== Data listing ==

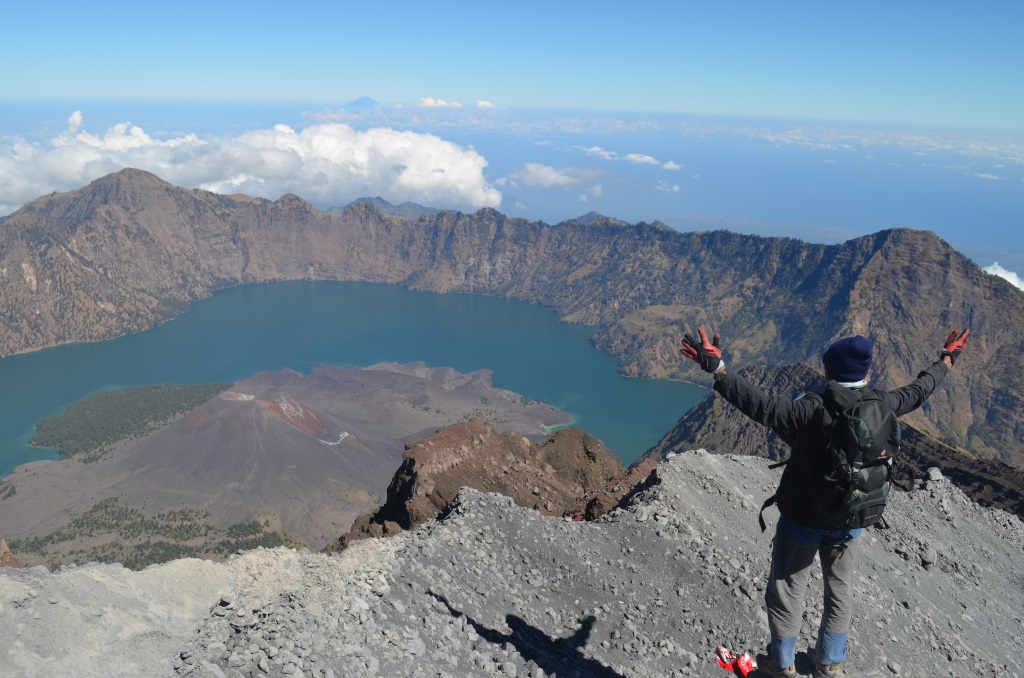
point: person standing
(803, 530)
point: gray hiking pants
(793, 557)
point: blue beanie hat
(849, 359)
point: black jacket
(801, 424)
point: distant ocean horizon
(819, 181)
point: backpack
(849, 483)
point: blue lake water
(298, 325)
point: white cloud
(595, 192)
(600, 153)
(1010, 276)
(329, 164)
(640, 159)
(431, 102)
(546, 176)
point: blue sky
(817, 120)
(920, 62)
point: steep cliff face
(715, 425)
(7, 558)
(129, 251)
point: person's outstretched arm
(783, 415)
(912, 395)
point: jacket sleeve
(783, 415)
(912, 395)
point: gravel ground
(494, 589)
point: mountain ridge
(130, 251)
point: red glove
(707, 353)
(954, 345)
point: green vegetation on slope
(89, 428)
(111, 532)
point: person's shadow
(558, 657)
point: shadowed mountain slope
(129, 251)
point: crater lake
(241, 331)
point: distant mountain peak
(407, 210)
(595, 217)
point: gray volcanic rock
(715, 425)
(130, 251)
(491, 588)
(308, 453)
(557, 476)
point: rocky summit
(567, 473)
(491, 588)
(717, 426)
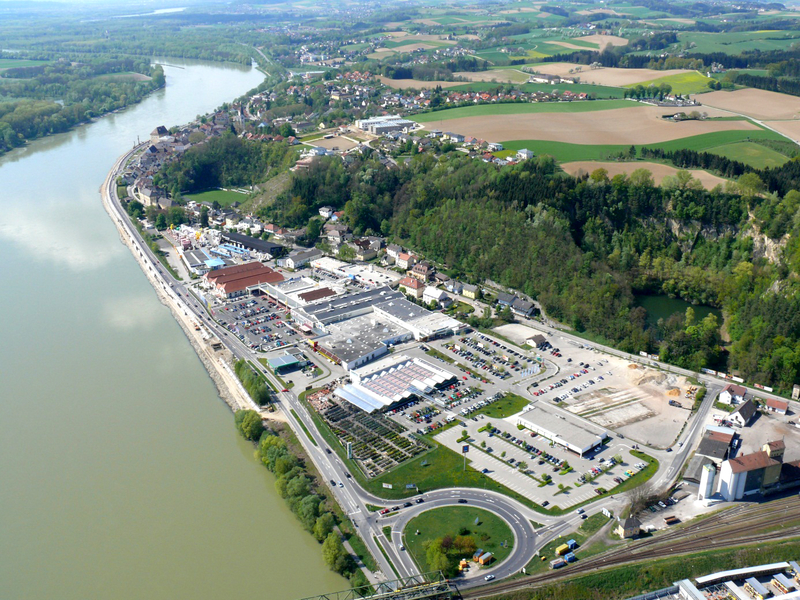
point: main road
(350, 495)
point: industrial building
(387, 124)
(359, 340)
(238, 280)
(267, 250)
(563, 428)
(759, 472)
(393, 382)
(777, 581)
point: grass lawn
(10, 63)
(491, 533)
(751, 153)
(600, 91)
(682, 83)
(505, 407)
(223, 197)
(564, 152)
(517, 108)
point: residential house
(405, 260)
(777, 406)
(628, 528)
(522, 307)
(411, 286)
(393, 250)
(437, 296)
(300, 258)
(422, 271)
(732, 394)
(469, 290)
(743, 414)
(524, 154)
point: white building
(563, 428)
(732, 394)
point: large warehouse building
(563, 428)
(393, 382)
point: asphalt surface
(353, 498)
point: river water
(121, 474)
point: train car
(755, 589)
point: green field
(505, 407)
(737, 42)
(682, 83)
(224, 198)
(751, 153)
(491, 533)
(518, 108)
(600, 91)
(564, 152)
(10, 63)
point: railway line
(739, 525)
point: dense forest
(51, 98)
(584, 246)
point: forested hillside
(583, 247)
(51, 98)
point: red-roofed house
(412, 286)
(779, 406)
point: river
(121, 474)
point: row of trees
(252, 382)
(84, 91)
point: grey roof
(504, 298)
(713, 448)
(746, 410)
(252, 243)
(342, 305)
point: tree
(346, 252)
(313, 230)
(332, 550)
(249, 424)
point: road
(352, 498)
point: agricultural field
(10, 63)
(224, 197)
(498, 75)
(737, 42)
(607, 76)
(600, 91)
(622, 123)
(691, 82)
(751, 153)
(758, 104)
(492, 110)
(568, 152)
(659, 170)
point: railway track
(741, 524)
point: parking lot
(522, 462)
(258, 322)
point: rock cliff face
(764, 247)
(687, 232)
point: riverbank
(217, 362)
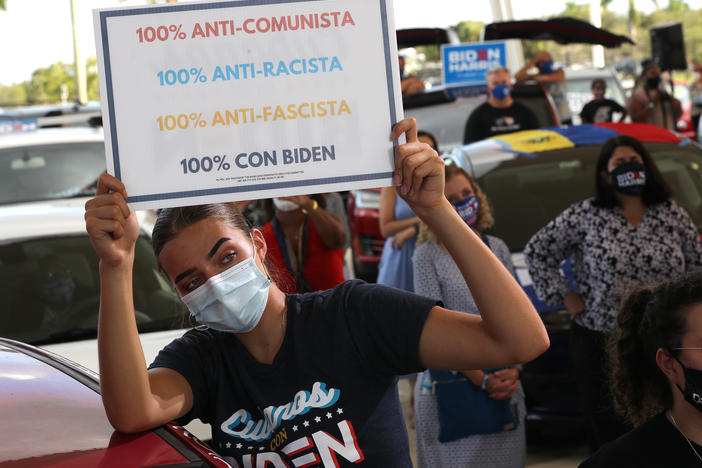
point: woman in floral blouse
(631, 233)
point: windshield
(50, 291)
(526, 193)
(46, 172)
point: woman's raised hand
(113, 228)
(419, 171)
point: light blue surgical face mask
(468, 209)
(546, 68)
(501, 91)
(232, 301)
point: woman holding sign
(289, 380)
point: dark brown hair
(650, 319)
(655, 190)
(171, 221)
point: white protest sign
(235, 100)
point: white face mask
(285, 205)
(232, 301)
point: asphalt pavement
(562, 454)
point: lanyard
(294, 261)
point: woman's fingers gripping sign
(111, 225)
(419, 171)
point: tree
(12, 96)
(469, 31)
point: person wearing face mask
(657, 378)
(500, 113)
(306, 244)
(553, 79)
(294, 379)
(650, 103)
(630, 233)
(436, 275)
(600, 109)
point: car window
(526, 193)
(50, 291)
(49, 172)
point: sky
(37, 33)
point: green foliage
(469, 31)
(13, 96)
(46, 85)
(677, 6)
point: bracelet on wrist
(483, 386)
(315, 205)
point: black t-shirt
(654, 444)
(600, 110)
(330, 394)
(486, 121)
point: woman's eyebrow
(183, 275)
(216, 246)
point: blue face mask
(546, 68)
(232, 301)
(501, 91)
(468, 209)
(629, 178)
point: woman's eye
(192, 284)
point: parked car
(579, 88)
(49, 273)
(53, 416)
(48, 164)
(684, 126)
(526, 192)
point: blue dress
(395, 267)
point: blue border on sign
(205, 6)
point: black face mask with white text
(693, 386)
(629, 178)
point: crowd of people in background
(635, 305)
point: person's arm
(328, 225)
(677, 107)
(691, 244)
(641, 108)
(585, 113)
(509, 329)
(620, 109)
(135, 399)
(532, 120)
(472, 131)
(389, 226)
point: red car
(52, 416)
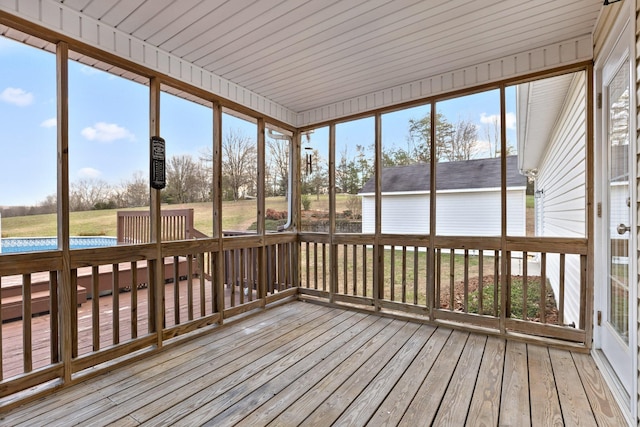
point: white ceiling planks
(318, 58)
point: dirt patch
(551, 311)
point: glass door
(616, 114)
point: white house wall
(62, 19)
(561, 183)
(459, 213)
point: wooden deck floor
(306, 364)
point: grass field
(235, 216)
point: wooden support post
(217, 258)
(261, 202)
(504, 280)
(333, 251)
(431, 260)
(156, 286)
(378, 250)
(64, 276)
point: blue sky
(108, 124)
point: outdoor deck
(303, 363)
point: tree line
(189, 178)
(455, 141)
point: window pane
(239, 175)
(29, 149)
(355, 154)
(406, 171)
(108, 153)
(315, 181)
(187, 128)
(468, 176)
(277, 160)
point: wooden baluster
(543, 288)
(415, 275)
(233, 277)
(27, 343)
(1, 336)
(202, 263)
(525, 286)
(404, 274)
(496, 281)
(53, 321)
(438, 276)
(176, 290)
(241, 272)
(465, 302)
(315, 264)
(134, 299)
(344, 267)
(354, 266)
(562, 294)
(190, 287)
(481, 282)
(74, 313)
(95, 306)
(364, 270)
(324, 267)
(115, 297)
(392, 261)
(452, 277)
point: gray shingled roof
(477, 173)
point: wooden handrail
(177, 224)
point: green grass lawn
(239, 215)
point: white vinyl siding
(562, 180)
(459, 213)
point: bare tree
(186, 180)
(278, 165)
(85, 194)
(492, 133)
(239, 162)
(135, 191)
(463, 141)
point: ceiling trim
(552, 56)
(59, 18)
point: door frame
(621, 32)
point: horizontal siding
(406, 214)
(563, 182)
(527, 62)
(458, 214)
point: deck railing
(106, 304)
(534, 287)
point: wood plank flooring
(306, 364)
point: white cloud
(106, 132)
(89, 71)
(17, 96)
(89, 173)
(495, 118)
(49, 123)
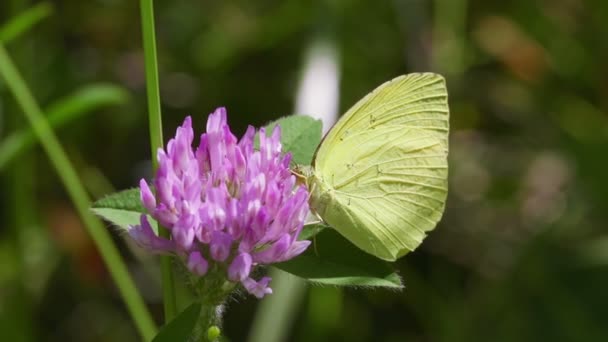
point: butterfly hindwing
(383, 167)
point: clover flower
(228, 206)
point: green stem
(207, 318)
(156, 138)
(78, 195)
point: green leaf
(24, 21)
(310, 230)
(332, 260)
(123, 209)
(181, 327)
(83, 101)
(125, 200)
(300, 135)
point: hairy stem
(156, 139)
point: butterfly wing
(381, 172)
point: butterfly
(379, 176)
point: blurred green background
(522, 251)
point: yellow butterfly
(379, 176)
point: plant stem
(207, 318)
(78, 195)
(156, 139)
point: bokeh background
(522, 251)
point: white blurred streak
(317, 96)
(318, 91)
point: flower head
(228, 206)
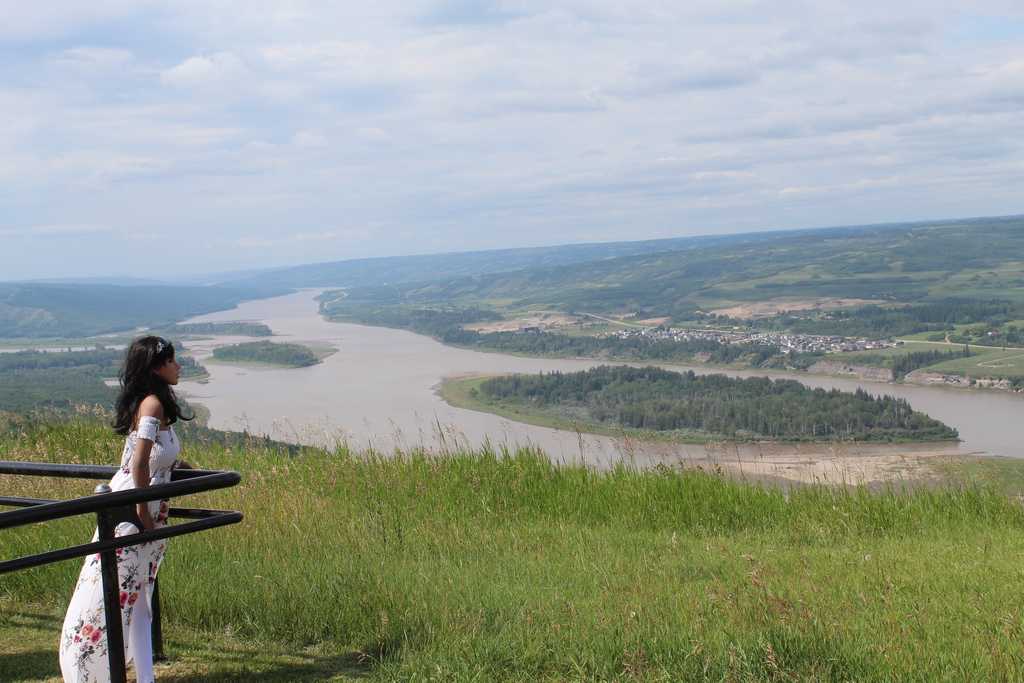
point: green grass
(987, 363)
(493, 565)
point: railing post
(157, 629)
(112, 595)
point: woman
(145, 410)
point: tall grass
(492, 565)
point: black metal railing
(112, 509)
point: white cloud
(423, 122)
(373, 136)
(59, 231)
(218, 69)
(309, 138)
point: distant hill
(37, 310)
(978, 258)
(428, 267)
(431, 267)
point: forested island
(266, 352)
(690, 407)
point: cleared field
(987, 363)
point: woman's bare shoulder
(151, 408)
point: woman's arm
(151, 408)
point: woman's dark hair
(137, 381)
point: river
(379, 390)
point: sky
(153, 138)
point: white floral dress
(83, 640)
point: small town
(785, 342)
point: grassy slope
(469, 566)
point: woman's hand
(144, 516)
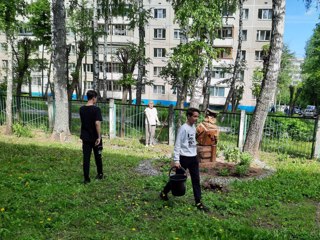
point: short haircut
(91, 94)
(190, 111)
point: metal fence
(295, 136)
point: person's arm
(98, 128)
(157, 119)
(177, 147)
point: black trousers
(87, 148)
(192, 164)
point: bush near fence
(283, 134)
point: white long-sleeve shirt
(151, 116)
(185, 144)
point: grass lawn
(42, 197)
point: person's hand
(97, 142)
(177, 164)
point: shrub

===

● Exercise requirements
Everything before the line containing "point: white long-sleeve shirt" stays out. Write out that line and the rest of the entries exactly.

● Output of the exercise
point: white long-sleeve shirt
(151, 116)
(185, 144)
point: grass lawn
(42, 197)
point: person's hand
(97, 142)
(177, 164)
point: shrub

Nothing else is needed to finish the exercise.